** PROVIDED DATA **
(begin)
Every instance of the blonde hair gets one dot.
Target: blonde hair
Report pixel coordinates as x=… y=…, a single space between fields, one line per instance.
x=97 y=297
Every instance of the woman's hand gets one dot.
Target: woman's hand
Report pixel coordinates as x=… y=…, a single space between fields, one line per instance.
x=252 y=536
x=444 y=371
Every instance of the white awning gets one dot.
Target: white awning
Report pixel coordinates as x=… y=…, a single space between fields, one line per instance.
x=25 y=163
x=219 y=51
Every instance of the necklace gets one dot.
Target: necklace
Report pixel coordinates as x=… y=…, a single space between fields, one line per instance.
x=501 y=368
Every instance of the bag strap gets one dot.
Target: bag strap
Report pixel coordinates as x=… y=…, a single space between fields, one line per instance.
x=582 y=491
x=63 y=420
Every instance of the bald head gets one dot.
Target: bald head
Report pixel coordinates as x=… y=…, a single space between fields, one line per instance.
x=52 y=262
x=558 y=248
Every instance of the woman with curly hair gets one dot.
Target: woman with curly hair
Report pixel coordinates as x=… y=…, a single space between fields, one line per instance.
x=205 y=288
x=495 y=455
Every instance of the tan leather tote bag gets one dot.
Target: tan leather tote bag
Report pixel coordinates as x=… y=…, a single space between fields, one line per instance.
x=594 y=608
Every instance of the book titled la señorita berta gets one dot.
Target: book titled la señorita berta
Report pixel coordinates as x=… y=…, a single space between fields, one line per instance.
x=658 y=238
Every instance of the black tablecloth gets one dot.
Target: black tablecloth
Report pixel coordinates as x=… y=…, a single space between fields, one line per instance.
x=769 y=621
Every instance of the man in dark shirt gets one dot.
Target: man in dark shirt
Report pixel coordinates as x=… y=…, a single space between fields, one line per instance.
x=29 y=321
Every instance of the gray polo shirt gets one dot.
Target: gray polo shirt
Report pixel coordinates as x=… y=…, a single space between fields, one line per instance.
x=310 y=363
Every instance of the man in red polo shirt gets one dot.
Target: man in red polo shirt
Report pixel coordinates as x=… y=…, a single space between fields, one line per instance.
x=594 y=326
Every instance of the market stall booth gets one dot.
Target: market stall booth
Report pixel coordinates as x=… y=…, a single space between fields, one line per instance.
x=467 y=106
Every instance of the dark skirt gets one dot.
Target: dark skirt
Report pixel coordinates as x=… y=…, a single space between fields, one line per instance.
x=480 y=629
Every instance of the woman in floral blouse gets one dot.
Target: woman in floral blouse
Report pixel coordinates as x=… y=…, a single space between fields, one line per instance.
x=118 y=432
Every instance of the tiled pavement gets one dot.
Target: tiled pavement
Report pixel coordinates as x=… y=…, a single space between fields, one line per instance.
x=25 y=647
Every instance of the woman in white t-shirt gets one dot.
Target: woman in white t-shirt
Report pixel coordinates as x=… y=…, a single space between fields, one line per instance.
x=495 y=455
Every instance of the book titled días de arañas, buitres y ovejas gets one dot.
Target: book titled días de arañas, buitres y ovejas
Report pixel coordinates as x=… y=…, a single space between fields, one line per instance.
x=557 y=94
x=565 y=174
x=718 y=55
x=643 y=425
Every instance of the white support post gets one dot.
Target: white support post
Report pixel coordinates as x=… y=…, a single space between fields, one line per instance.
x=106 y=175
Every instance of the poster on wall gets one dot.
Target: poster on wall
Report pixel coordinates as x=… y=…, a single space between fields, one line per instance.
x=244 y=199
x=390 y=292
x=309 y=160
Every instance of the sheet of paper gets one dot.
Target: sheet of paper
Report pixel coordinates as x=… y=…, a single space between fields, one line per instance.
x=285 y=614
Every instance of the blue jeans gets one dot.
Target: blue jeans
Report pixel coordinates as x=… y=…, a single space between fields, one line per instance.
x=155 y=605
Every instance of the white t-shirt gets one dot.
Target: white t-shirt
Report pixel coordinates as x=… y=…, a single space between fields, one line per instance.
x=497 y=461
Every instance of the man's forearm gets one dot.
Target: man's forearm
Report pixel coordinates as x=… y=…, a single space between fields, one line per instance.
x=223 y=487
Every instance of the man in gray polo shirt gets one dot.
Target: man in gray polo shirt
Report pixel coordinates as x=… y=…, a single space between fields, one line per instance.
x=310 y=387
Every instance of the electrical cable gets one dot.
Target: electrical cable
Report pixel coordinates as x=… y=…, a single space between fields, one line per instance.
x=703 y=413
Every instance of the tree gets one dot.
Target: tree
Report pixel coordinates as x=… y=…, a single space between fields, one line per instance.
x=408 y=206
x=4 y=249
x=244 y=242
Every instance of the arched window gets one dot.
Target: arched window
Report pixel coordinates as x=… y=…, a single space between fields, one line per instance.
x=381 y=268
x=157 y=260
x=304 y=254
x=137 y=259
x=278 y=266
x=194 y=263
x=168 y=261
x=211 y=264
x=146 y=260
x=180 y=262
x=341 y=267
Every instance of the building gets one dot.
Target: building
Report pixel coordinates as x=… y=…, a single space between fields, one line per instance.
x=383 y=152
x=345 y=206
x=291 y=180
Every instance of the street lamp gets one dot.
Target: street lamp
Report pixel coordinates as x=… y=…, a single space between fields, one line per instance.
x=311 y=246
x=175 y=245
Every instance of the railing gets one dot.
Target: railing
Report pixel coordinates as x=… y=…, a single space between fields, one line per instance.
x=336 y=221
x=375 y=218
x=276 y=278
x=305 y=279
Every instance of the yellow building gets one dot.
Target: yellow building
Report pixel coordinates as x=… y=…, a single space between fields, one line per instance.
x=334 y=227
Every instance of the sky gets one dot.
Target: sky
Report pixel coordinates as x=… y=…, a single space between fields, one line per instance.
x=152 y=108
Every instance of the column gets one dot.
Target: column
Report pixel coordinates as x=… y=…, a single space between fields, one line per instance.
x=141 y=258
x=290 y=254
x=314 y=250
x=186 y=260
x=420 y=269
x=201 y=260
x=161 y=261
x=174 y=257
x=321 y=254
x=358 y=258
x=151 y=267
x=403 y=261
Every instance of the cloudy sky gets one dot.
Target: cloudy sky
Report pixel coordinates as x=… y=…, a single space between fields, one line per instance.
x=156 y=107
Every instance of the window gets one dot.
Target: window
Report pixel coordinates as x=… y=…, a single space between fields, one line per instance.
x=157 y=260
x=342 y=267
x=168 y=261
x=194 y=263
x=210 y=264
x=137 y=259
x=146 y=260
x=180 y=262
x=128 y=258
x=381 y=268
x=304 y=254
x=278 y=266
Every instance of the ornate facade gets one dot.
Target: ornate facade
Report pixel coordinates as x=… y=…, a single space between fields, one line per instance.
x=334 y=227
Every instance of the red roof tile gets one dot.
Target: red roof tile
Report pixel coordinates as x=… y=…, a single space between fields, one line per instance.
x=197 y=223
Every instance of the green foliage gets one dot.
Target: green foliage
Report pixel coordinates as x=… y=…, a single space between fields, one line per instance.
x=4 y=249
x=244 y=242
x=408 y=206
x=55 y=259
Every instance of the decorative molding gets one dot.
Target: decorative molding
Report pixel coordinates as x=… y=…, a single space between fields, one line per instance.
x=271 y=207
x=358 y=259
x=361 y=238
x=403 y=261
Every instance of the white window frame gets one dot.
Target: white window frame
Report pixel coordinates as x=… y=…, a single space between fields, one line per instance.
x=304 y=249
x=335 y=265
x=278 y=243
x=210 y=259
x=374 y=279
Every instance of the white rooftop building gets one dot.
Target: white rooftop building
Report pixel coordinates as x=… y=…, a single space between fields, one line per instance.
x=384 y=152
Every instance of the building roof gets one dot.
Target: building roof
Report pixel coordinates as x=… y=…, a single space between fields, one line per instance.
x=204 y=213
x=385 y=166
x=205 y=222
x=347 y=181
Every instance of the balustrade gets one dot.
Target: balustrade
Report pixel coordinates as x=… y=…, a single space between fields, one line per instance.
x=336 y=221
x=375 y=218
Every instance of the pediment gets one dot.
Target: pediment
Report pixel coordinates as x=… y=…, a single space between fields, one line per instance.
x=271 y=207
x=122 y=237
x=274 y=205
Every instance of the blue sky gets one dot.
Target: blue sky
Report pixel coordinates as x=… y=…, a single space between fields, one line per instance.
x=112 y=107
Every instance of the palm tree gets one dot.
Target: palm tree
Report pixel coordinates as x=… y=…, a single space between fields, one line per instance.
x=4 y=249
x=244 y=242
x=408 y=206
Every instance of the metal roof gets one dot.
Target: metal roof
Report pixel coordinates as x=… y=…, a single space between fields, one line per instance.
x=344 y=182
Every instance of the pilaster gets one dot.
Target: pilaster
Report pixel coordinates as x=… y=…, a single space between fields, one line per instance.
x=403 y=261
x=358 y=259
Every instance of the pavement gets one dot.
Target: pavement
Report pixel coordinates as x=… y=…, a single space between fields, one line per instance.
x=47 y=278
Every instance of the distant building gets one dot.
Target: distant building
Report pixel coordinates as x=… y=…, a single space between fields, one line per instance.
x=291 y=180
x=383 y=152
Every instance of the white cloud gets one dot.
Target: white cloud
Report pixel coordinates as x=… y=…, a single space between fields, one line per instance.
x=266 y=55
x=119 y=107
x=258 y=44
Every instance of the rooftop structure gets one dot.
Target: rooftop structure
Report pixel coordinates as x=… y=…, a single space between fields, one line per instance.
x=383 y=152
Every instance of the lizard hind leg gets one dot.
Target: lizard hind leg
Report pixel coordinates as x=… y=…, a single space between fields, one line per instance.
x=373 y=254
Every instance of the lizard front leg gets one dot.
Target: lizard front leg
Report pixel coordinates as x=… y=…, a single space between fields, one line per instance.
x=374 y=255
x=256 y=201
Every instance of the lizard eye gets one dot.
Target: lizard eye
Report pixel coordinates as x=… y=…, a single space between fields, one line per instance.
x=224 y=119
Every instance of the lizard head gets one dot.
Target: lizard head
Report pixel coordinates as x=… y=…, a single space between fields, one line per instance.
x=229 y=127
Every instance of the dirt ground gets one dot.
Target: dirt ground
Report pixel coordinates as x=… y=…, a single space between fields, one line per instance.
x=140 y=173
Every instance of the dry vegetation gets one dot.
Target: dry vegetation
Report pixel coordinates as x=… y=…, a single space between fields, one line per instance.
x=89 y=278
(end)
** WHAT IS NEEDED **
Render everything from the line containing "Every instance of the white cloud" down to the end of the records as a two-column CSV headed text and answer, one row per record. Put each field in double quotes and replace its line breaks with spaces.

** FINISHED ANSWER **
text,answer
"Every instance of the white cloud gets one dot. Target: white cloud Report pixel coordinates as x=… y=…, a single space between fields, one line per instance.","x=266 y=55 x=119 y=107 x=258 y=44"
"Every instance of the rooftop structure gets one dot. Target: rooftop structure Report pixel coordinates as x=… y=…, a single space between fields, one line per instance.","x=383 y=152"
"Every instance of the lizard hind leg gets one dot. Target: lizard hind leg Report pixel coordinates as x=… y=…, a single space between fields, one line per instance.","x=373 y=254"
"Every instance of the lizard front leg gets one dot. Target: lizard front leg Report pixel coordinates as x=… y=…, a single space between fields, one line per instance.","x=374 y=255 x=256 y=201"
"Every instance of the lizard eye gets one dot. Target: lizard eye Report pixel coordinates as x=… y=…, a single space between fields, one line per instance.","x=224 y=119"
"Every instance of the lizard head gets one dot. Target: lizard head Report pixel coordinates as x=… y=…, a single space between fields, one line per instance.","x=229 y=127"
"Every instance of the dirt ground gets one dot. Target: dirt ground Report pixel coordinates as x=… y=…, a single space between fields, one line per instance.","x=140 y=173"
"Every instance of the dry vegetation gets one dot. Target: dry vegetation Report pixel coordinates as x=… y=…, a single space between fields, one line per instance.","x=89 y=278"